WHAT YOU SHOULD DO: Could you write out exactly the lines from the one that contains "[output] one dot per instance, form <point>56,49</point>." through the last line of the listing below, both included and nothing more?

ENTRIES PROVIDED:
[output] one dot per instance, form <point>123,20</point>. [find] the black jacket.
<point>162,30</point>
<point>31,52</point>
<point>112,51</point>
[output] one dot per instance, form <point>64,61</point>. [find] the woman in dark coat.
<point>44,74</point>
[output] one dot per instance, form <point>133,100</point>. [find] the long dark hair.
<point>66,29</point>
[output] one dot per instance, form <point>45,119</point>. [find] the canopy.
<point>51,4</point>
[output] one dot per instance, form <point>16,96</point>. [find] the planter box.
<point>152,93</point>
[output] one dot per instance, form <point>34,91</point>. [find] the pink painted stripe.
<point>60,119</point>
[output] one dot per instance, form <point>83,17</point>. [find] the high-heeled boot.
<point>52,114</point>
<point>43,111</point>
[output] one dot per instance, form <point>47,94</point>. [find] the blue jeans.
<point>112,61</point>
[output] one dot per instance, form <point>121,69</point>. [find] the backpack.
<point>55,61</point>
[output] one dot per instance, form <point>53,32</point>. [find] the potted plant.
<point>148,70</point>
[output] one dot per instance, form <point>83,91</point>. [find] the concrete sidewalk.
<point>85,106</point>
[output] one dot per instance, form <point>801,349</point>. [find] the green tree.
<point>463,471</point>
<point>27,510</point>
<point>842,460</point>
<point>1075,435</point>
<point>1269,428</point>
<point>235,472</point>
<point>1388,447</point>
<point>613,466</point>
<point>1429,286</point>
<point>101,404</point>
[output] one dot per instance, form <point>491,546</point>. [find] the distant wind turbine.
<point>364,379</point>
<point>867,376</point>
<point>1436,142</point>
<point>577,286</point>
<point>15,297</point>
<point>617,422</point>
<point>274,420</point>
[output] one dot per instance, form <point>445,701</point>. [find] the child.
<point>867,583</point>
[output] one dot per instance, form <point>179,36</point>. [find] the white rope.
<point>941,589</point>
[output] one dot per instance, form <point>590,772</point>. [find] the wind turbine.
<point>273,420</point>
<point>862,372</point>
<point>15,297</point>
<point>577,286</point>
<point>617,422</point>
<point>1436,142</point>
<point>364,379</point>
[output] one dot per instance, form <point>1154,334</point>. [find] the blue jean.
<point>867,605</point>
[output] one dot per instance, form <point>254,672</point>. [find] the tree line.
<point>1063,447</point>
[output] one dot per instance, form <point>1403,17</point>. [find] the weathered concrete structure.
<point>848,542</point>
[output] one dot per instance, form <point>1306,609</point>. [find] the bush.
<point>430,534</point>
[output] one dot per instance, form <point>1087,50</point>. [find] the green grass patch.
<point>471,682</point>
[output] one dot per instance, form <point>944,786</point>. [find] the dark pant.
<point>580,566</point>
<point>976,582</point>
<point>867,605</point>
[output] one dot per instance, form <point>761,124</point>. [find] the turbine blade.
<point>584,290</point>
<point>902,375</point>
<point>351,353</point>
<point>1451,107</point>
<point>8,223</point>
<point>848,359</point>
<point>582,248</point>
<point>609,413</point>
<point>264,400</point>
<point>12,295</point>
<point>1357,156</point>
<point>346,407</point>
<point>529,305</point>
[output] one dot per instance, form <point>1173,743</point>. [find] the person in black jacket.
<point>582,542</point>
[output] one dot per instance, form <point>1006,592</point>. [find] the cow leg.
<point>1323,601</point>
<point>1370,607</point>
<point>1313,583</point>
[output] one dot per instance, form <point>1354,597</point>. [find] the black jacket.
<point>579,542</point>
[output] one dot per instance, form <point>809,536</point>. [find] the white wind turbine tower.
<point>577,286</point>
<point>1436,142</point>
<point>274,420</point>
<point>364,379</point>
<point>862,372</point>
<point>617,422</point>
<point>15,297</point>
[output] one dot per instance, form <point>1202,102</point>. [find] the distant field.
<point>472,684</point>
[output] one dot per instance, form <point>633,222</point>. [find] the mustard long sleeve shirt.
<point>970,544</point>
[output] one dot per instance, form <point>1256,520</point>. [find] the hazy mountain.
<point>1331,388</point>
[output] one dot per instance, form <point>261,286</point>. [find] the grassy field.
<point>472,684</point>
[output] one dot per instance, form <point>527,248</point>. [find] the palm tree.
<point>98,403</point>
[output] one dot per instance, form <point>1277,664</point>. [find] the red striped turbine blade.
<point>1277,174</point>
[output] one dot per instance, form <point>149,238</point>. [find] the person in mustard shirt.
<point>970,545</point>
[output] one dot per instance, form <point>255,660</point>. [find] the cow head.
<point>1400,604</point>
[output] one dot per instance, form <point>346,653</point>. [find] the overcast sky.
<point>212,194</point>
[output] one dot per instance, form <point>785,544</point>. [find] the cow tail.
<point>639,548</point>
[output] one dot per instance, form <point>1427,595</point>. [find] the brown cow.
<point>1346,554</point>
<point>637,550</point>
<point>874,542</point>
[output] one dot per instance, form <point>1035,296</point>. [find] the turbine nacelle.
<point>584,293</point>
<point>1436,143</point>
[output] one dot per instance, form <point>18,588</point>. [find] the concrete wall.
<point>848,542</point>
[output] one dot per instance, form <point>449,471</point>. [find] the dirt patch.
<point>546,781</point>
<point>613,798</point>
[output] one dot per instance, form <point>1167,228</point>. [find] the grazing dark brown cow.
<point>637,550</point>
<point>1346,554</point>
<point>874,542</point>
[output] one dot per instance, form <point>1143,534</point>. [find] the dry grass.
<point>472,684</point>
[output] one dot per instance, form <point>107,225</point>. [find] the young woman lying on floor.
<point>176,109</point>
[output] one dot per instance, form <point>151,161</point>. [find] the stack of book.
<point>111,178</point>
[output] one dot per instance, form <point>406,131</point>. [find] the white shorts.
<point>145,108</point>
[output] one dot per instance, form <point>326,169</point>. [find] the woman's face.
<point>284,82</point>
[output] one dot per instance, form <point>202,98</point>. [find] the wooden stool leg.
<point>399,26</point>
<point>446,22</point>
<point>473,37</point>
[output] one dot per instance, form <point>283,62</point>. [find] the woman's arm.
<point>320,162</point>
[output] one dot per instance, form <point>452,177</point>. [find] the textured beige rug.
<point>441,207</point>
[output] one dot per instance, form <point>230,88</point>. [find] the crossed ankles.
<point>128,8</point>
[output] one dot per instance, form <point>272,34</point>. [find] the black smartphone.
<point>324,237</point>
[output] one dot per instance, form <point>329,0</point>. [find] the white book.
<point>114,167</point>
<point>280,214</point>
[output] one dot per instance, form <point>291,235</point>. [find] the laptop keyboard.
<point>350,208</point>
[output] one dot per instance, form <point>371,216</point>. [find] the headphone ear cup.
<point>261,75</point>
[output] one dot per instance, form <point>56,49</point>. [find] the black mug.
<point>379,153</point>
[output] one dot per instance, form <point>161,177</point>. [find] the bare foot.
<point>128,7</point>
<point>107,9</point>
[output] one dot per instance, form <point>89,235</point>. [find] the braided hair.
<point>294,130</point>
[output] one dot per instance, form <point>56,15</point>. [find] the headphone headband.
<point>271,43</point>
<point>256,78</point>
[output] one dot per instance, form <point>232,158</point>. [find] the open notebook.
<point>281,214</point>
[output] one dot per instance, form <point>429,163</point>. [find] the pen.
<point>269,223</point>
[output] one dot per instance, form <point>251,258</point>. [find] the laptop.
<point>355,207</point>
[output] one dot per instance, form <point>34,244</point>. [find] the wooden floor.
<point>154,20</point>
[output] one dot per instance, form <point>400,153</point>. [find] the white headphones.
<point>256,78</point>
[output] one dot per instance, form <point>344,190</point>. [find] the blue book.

RESPONSE BELOW:
[output] one dot per instance, form <point>56,49</point>. [find] the black mug.
<point>379,153</point>
[output] one dot per instance, form <point>161,177</point>. [find] the bare foot.
<point>128,7</point>
<point>107,9</point>
[output] one dot per instance, form <point>89,235</point>. [find] the braided hair.
<point>294,130</point>
[output] one dot per instance, form <point>56,15</point>. [find] the headphone headband.
<point>271,43</point>
<point>256,78</point>
[output] one dot per instance, form <point>232,158</point>. [find] the open notebook.
<point>281,214</point>
[output] one dot per instance, form <point>429,163</point>. [find] the pen.
<point>269,223</point>
[output] one dot per instance, form <point>251,258</point>. [find] the laptop.
<point>355,207</point>
[output] one dot per instance, form <point>34,244</point>. [find] the wooden floor.
<point>154,20</point>
[output] one dot per instance, form <point>400,153</point>. [find] the white headphones.
<point>256,78</point>
[output] one dot per instance, form <point>344,190</point>. [find] the blue book.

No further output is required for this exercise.